** BEGIN The records **

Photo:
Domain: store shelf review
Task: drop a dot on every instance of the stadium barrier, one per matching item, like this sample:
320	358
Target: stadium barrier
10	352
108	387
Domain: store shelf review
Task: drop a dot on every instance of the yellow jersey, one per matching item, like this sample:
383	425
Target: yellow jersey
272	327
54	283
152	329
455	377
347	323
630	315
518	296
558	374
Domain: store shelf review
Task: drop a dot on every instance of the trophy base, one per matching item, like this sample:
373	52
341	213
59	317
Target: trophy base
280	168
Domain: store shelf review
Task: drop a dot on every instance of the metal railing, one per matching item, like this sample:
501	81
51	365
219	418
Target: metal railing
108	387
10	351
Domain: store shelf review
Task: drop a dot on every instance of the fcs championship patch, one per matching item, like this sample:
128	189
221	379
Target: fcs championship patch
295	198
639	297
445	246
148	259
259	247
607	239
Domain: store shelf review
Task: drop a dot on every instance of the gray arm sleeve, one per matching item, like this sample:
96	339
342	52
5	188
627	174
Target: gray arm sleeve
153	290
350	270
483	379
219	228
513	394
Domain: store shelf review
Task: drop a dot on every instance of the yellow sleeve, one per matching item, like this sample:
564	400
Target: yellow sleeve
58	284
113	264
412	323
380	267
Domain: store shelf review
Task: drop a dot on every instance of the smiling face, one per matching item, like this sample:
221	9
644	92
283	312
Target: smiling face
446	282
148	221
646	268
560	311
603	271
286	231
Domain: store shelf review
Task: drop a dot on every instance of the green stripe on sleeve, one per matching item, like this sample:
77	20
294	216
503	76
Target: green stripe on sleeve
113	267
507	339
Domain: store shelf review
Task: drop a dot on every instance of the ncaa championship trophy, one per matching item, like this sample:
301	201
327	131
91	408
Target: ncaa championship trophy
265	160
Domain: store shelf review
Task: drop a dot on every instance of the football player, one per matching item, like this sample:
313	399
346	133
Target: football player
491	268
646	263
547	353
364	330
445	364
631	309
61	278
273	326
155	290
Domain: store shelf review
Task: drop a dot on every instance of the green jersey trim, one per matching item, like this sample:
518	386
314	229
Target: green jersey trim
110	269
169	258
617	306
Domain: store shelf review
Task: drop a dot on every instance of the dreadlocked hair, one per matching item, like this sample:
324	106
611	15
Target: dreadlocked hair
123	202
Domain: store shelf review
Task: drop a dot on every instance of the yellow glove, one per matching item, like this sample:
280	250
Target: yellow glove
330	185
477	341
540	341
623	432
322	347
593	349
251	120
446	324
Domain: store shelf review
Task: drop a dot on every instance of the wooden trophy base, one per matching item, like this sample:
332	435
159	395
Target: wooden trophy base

** END The records **

Please show every line of the records above that contains the word "base". Case counts.

Task: drop a dot on every instance of the trophy base, one per matching item, like this sample:
Target: trophy base
Task: drop a dot on every instance of the wooden trophy base, one per matching item, like this sample:
Target: wooden trophy base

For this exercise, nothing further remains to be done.